(Excerpts from a pointing dataset)
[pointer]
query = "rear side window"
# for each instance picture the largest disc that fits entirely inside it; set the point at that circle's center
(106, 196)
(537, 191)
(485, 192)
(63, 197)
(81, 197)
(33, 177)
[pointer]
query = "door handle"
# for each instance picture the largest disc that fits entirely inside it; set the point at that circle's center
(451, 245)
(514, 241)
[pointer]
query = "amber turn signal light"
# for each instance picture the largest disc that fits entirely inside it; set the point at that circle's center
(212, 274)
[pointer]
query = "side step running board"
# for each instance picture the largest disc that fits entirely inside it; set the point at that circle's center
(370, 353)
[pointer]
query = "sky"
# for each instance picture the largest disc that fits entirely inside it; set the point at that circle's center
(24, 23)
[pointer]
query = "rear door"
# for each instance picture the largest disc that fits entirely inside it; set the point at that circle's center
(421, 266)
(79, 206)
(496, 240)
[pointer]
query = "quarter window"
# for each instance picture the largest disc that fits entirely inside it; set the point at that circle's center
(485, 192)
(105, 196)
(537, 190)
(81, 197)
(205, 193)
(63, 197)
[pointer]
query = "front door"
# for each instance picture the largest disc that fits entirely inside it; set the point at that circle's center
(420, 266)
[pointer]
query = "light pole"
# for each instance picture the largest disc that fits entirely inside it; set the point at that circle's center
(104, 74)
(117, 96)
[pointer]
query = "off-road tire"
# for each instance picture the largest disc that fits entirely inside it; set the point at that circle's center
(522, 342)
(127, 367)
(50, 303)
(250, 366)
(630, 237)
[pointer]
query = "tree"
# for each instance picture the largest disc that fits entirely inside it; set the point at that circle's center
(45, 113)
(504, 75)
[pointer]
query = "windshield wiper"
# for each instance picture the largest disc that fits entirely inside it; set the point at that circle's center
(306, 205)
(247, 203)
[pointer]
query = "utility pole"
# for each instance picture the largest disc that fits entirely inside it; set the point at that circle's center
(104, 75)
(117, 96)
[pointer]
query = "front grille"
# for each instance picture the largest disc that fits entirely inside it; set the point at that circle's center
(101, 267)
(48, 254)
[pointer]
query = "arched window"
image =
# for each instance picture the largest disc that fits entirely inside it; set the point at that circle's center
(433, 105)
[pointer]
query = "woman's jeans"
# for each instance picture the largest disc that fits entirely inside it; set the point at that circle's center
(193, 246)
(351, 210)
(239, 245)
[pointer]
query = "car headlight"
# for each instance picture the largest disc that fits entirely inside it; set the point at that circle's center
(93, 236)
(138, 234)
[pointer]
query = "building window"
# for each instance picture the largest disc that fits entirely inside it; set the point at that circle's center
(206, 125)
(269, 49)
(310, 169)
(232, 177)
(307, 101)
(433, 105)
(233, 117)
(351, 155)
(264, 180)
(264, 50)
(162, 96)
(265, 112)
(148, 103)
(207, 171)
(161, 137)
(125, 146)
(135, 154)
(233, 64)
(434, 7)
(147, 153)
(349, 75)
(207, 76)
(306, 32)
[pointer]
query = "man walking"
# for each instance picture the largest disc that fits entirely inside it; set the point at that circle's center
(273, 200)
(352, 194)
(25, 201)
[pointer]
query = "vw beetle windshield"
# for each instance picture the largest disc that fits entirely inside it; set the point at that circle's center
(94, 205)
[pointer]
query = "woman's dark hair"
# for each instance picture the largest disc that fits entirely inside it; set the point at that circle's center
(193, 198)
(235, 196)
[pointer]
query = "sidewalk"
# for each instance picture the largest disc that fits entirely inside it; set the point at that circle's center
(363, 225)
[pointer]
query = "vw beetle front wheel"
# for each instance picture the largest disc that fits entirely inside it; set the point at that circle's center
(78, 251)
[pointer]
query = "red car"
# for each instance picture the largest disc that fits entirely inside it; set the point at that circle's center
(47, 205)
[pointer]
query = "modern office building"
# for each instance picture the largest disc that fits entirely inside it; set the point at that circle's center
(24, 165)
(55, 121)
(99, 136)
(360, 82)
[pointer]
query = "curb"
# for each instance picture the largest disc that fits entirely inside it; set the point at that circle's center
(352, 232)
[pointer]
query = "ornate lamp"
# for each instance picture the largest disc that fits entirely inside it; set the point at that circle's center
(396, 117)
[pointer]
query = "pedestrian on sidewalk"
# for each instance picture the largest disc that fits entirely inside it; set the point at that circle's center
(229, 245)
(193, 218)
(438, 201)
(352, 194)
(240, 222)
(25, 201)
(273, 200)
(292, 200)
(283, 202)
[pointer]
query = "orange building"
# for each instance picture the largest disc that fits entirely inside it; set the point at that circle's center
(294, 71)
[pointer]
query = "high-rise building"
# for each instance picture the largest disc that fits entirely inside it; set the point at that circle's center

DIRECTIVE
Return each line above that contains the word "rear". Treat uppercase and lowercase letters as distinct.

RESPONSE TO THE EXERCISE
query = "rear side window"
query = "rear door"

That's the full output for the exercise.